> [Tugas Wajib 1]: Tulis ulang entri dari baris yang memuat "Segment every instance" sampai akhir entri dengan menukar "rainbow reflection" menjadi "rainbow glare", tanpa mengubah bagian lain dan tanpa menyertakan gambar.

··· Kutipan Teks

Definisi Worldview Barat Sekular

 

Pertama, Wilhelm Dilthey. Worldview dalam pandangannya dapat dicermati dalam beberapa hal. Pertama, Worldview merupakan sesuatu yang inheren dalam jiwa manusia (mental). Seseorang akan menghadapi realitas dan kehidupan sesuai dengan worldview yang diyakininya. Ia bukan merupakan paksaan dan tidak berlawanan dengan keinginan jiwanya. Kedua, Sumber dari worldview ini adalah kehidupan,[1] di mana manusia mengalami dan menghadapi dunianya secara berulang atau dengan penghayatan mendalam, lalu dengan kesadarannya, terbentuklah seperangkat mental yang dipengaruhi oleh situasi dan kondisi di mana ia hidup.

······
··· Cuplikan Entri

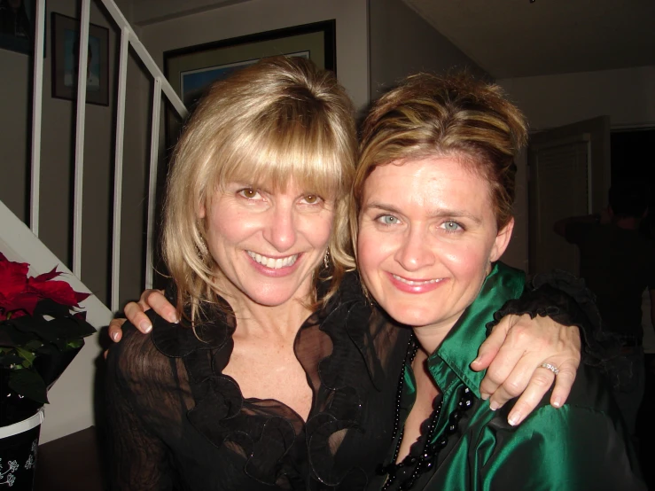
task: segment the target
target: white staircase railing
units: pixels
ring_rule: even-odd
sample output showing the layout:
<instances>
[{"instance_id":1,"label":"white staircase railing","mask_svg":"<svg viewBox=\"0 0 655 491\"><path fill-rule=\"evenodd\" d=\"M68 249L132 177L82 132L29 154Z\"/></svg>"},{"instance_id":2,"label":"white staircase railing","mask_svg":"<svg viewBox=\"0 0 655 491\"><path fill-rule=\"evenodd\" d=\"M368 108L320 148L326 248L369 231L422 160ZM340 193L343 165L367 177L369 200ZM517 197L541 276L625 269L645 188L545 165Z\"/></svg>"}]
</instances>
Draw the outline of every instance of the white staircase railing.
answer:
<instances>
[{"instance_id":1,"label":"white staircase railing","mask_svg":"<svg viewBox=\"0 0 655 491\"><path fill-rule=\"evenodd\" d=\"M77 116L75 125L75 162L74 184L74 212L73 212L73 273L82 277L82 177L84 172L84 122L86 116L86 73L87 50L89 49L89 26L90 1L82 0L80 16L80 53L77 79ZM119 284L121 271L121 186L123 174L123 136L125 127L125 101L126 81L128 76L129 48L140 58L145 68L149 71L154 83L154 97L152 98L152 121L150 145L150 177L148 191L146 258L145 258L145 287L152 285L152 250L154 231L154 206L157 177L157 162L159 159L160 141L160 114L162 102L162 93L179 114L184 119L187 110L175 91L166 80L161 70L148 53L138 36L132 29L129 22L125 19L113 0L99 0L109 12L113 21L121 30L121 51L119 58L119 82L117 96L116 118L116 142L113 183L113 224L112 234L112 280L111 280L111 310L119 308ZM36 36L35 39L35 52L43 51L43 25L45 23L45 0L37 0L36 9ZM34 234L39 234L39 187L41 175L41 131L43 109L43 58L35 56L34 66L34 96L33 96L33 128L32 128L32 179L30 192L30 227Z\"/></svg>"},{"instance_id":2,"label":"white staircase railing","mask_svg":"<svg viewBox=\"0 0 655 491\"><path fill-rule=\"evenodd\" d=\"M123 136L126 101L126 79L128 72L128 57L131 46L133 52L141 59L143 66L150 73L153 84L153 97L152 101L152 133L150 142L150 176L147 210L147 252L145 268L145 286L152 284L152 239L154 223L155 191L157 178L157 162L159 159L160 143L160 116L162 97L166 97L171 105L184 119L187 115L186 108L177 94L164 77L161 70L145 50L138 36L129 23L114 4L113 0L99 0L121 32L121 50L118 65L119 82L117 97L116 119L116 151L115 151L115 175L113 189L113 224L112 235L112 287L110 308L103 305L95 295L90 296L82 304L87 312L89 322L99 328L106 325L112 319L113 311L119 308L119 280L121 264L121 196L123 173ZM42 110L43 110L43 57L38 56L43 52L44 24L45 24L46 0L36 0L35 12L35 38L34 56L34 81L32 100L32 162L31 162L31 191L30 213L28 228L7 207L0 201L0 223L3 224L0 232L0 251L11 261L29 262L31 274L40 274L51 270L55 265L58 269L68 273L66 280L77 291L90 292L83 284L82 271L82 175L84 171L83 145L84 122L86 110L86 76L87 50L89 47L89 26L90 0L82 0L81 27L80 27L80 53L78 58L78 93L77 114L75 125L75 152L74 152L74 226L73 226L73 264L72 271L65 266L65 261L58 259L46 246L38 239L39 235L39 196L41 180L41 144L42 144ZM94 403L94 362L99 350L97 340L89 339L87 346L74 360L71 366L49 393L51 407L47 409L46 418L42 429L42 442L58 438L70 433L84 429L93 424Z\"/></svg>"}]
</instances>

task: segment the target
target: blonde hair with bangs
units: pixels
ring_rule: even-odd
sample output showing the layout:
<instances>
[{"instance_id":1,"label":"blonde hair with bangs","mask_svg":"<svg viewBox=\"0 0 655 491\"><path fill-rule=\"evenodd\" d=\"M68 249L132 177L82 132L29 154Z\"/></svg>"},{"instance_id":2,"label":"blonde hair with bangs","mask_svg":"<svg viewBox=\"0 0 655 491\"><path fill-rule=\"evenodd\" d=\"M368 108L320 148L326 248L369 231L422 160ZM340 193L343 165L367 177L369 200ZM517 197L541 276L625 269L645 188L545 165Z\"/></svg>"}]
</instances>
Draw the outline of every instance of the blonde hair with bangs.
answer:
<instances>
[{"instance_id":1,"label":"blonde hair with bangs","mask_svg":"<svg viewBox=\"0 0 655 491\"><path fill-rule=\"evenodd\" d=\"M333 199L331 281L322 301L334 294L354 268L347 224L356 154L353 114L334 74L297 57L264 58L211 87L184 128L168 175L162 249L177 286L178 312L191 305L193 319L201 302L221 294L214 280L222 273L207 250L199 214L231 182L276 191L292 183ZM317 307L316 298L308 300Z\"/></svg>"},{"instance_id":2,"label":"blonde hair with bangs","mask_svg":"<svg viewBox=\"0 0 655 491\"><path fill-rule=\"evenodd\" d=\"M466 73L408 77L373 104L363 124L350 213L353 240L364 183L375 168L428 157L456 159L487 179L501 230L512 216L514 159L526 141L525 117L497 85Z\"/></svg>"}]
</instances>

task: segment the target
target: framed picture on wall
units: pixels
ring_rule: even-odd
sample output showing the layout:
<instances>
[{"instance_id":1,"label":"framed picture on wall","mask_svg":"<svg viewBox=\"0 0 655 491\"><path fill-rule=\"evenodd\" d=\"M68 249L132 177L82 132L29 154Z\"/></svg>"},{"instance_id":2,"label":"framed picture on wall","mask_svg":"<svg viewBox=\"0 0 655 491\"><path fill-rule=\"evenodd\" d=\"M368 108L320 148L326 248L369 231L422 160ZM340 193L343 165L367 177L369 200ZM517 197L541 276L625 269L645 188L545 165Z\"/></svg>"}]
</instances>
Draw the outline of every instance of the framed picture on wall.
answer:
<instances>
[{"instance_id":1,"label":"framed picture on wall","mask_svg":"<svg viewBox=\"0 0 655 491\"><path fill-rule=\"evenodd\" d=\"M0 49L31 54L36 0L0 0Z\"/></svg>"},{"instance_id":2,"label":"framed picture on wall","mask_svg":"<svg viewBox=\"0 0 655 491\"><path fill-rule=\"evenodd\" d=\"M261 58L301 56L336 72L335 30L331 19L165 51L164 74L191 113L212 82ZM166 118L167 148L180 129L173 113Z\"/></svg>"},{"instance_id":3,"label":"framed picture on wall","mask_svg":"<svg viewBox=\"0 0 655 491\"><path fill-rule=\"evenodd\" d=\"M52 97L77 98L80 21L52 12ZM109 105L109 29L89 26L86 101Z\"/></svg>"}]
</instances>

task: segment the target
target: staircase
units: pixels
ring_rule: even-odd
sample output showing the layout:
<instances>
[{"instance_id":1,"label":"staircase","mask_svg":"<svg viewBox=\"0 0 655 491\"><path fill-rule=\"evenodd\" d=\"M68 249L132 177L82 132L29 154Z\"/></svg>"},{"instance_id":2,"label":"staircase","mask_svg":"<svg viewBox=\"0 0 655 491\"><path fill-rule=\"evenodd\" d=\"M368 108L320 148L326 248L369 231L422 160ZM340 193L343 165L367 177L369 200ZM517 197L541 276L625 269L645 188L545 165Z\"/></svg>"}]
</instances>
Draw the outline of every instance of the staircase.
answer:
<instances>
[{"instance_id":1,"label":"staircase","mask_svg":"<svg viewBox=\"0 0 655 491\"><path fill-rule=\"evenodd\" d=\"M84 239L82 229L82 176L84 173L84 122L87 109L86 76L87 49L89 40L90 10L91 0L82 0L80 12L80 53L78 66L77 113L75 121L74 144L74 184L73 207L73 261L69 270L65 261L56 257L39 239L39 197L41 186L41 146L43 121L42 120L43 90L43 57L34 58L33 80L33 114L31 136L31 186L29 227L18 218L2 201L0 201L0 252L11 261L28 262L30 274L38 275L52 269L66 273L65 278L71 286L79 292L89 292L82 276L82 243ZM150 142L149 195L147 210L147 252L145 258L145 284L152 284L152 237L154 222L154 205L157 176L157 163L160 146L160 118L163 97L175 108L180 118L187 115L186 108L157 64L145 50L129 23L113 0L97 0L113 19L121 32L120 61L118 62L118 93L116 97L115 120L115 161L113 187L113 222L112 233L111 258L111 301L105 306L97 297L91 294L82 307L87 312L87 320L100 329L109 323L113 312L119 309L119 284L121 266L121 188L123 173L123 139L125 128L125 106L127 99L126 80L129 48L136 53L148 72L152 83L152 132ZM36 29L35 53L43 52L46 0L36 0ZM96 360L101 356L97 335L87 338L86 346L71 363L61 378L49 393L51 404L46 407L46 417L42 427L41 442L59 438L94 425L94 378Z\"/></svg>"}]
</instances>

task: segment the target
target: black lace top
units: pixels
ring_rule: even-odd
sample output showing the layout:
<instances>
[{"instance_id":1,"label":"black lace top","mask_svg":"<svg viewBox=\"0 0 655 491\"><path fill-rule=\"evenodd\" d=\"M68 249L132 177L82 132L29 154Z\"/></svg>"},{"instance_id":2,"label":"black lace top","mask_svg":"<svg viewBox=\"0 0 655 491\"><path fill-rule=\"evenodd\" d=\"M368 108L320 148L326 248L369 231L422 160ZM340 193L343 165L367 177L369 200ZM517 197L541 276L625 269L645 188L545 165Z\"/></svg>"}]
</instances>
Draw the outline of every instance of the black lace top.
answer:
<instances>
[{"instance_id":1,"label":"black lace top","mask_svg":"<svg viewBox=\"0 0 655 491\"><path fill-rule=\"evenodd\" d=\"M562 297L533 292L503 310L560 315L553 296ZM370 308L355 274L296 336L313 390L306 423L278 401L244 398L222 374L233 347L231 316L210 312L198 338L150 316L150 335L128 323L107 356L113 489L379 489L376 469L397 424L410 331ZM558 321L581 323L564 317ZM586 333L588 345L593 336Z\"/></svg>"},{"instance_id":2,"label":"black lace top","mask_svg":"<svg viewBox=\"0 0 655 491\"><path fill-rule=\"evenodd\" d=\"M234 318L189 328L126 323L107 357L114 489L364 489L391 443L409 341L371 310L355 275L299 331L313 403L307 423L275 400L245 399L222 374Z\"/></svg>"}]
</instances>

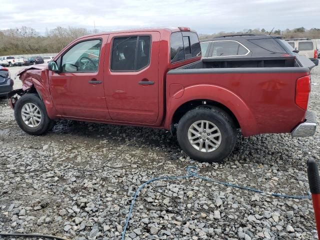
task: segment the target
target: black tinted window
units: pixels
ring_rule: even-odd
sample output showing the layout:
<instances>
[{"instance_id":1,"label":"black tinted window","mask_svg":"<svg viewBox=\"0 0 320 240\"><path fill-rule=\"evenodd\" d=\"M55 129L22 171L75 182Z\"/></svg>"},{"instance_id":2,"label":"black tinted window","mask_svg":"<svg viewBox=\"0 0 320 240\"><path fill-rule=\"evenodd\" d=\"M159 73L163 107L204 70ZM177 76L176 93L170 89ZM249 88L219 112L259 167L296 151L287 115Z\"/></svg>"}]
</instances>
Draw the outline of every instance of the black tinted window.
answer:
<instances>
[{"instance_id":1,"label":"black tinted window","mask_svg":"<svg viewBox=\"0 0 320 240\"><path fill-rule=\"evenodd\" d=\"M132 71L149 64L150 36L116 38L114 40L111 70Z\"/></svg>"},{"instance_id":2,"label":"black tinted window","mask_svg":"<svg viewBox=\"0 0 320 240\"><path fill-rule=\"evenodd\" d=\"M214 42L210 56L227 56L245 55L248 51L240 44L234 41Z\"/></svg>"},{"instance_id":3,"label":"black tinted window","mask_svg":"<svg viewBox=\"0 0 320 240\"><path fill-rule=\"evenodd\" d=\"M254 39L248 40L262 48L272 52L286 53L284 49L274 38Z\"/></svg>"},{"instance_id":4,"label":"black tinted window","mask_svg":"<svg viewBox=\"0 0 320 240\"><path fill-rule=\"evenodd\" d=\"M184 33L184 34L186 34ZM190 43L191 44L191 54L193 57L201 56L201 48L199 38L196 34L194 32L190 32L188 34L190 38Z\"/></svg>"},{"instance_id":5,"label":"black tinted window","mask_svg":"<svg viewBox=\"0 0 320 240\"><path fill-rule=\"evenodd\" d=\"M289 44L289 45L292 46L292 48L294 48L294 42L288 42L288 44Z\"/></svg>"},{"instance_id":6,"label":"black tinted window","mask_svg":"<svg viewBox=\"0 0 320 240\"><path fill-rule=\"evenodd\" d=\"M65 72L95 72L98 70L102 40L88 40L73 46L62 57L62 70ZM42 60L41 56L36 56Z\"/></svg>"},{"instance_id":7,"label":"black tinted window","mask_svg":"<svg viewBox=\"0 0 320 240\"><path fill-rule=\"evenodd\" d=\"M208 46L209 46L210 44L210 42L201 43L201 52L202 56L204 56L204 55L206 55L206 50L208 48Z\"/></svg>"},{"instance_id":8,"label":"black tinted window","mask_svg":"<svg viewBox=\"0 0 320 240\"><path fill-rule=\"evenodd\" d=\"M170 44L172 62L201 56L199 40L194 32L174 32L171 34Z\"/></svg>"},{"instance_id":9,"label":"black tinted window","mask_svg":"<svg viewBox=\"0 0 320 240\"><path fill-rule=\"evenodd\" d=\"M170 40L171 62L184 60L184 51L182 32L174 32L171 34Z\"/></svg>"},{"instance_id":10,"label":"black tinted window","mask_svg":"<svg viewBox=\"0 0 320 240\"><path fill-rule=\"evenodd\" d=\"M298 44L300 51L314 50L314 43L312 42L300 42Z\"/></svg>"}]
</instances>

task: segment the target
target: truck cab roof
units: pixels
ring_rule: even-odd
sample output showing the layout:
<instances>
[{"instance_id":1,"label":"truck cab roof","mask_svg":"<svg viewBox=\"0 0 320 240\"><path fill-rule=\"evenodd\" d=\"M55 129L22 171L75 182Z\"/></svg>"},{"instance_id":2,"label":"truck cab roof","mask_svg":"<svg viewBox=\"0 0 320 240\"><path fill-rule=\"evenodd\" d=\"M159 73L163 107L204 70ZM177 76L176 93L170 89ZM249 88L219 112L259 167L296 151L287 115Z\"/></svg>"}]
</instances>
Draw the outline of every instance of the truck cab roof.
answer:
<instances>
[{"instance_id":1,"label":"truck cab roof","mask_svg":"<svg viewBox=\"0 0 320 240\"><path fill-rule=\"evenodd\" d=\"M128 32L154 32L154 31L157 31L160 32L167 32L169 33L175 32L182 32L182 31L192 32L196 32L196 31L192 30L191 30L190 28L184 27L184 26L130 29L130 30L116 30L114 31L98 32L96 34L85 35L84 36L82 36L80 38L87 38L89 36L91 37L91 36L100 36L101 35L106 35L106 34L125 34L125 33L128 33Z\"/></svg>"}]
</instances>

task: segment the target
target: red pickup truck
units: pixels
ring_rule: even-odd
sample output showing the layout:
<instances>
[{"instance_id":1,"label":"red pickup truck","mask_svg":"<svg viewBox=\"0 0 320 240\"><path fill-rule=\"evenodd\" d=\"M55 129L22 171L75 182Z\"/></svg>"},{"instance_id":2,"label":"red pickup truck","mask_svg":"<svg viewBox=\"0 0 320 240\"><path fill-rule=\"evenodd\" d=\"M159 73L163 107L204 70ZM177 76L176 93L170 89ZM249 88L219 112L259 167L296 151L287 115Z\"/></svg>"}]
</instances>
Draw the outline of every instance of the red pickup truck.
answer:
<instances>
[{"instance_id":1,"label":"red pickup truck","mask_svg":"<svg viewBox=\"0 0 320 240\"><path fill-rule=\"evenodd\" d=\"M97 34L74 41L48 65L18 75L16 122L41 134L68 119L164 128L194 159L218 162L244 136L312 136L310 69L299 56L202 60L188 28Z\"/></svg>"}]
</instances>

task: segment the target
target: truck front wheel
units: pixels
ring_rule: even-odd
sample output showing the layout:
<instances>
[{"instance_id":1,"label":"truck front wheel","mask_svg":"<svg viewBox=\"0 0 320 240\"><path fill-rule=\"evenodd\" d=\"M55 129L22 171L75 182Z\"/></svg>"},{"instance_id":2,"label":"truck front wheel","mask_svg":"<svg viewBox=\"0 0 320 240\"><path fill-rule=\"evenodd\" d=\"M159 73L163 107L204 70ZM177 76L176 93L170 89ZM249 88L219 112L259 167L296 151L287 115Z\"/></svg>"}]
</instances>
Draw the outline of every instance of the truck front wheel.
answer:
<instances>
[{"instance_id":1,"label":"truck front wheel","mask_svg":"<svg viewBox=\"0 0 320 240\"><path fill-rule=\"evenodd\" d=\"M218 162L233 150L236 131L232 119L222 110L200 108L181 118L177 137L181 148L194 160Z\"/></svg>"},{"instance_id":2,"label":"truck front wheel","mask_svg":"<svg viewBox=\"0 0 320 240\"><path fill-rule=\"evenodd\" d=\"M21 129L32 135L41 135L52 129L54 122L48 116L46 106L35 94L20 98L14 106L16 120Z\"/></svg>"}]
</instances>

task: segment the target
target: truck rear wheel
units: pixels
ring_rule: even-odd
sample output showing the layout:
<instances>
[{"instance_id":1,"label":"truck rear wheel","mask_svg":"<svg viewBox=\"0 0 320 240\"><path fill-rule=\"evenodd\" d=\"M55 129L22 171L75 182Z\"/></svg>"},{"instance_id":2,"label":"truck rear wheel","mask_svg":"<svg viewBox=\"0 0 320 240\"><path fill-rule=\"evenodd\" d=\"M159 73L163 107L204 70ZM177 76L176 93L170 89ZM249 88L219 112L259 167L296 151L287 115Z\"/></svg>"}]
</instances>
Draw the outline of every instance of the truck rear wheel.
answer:
<instances>
[{"instance_id":1,"label":"truck rear wheel","mask_svg":"<svg viewBox=\"0 0 320 240\"><path fill-rule=\"evenodd\" d=\"M177 137L181 148L194 160L218 162L233 150L236 131L231 118L221 109L200 108L181 118Z\"/></svg>"},{"instance_id":2,"label":"truck rear wheel","mask_svg":"<svg viewBox=\"0 0 320 240\"><path fill-rule=\"evenodd\" d=\"M14 116L20 128L32 135L44 134L52 129L54 124L48 116L44 104L35 94L27 94L18 100Z\"/></svg>"}]
</instances>

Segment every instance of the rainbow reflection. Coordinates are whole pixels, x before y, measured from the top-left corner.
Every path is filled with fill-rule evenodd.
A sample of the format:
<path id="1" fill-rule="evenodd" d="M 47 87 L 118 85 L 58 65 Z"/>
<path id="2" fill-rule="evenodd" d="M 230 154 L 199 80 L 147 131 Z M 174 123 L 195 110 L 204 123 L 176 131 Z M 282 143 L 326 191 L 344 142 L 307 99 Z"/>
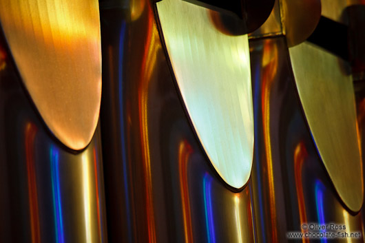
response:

······

> [Tugas Wajib 2]: Menurut teks tentang definisi worldview Barat sekular, apa sumber worldview dalam pandangan Wilhelm Dilthey?

> [Keluaran yang Diharapkan 1]:
Segment every instance of the rainbow glare. Coordinates are whole pixels, x before y, measured from the top-left corner.
Every path is filled with fill-rule evenodd.
A sample of the format:
<path id="1" fill-rule="evenodd" d="M 47 87 L 118 85 L 58 65 Z"/>
<path id="2" fill-rule="evenodd" d="M 230 154 L 199 80 L 147 131 Z M 174 123 L 195 110 L 204 123 L 176 131 Z M 282 143 L 326 191 L 344 142 L 307 99 Z"/>
response:

> [Keluaran yang Diharapkan 2]: Kehidupan.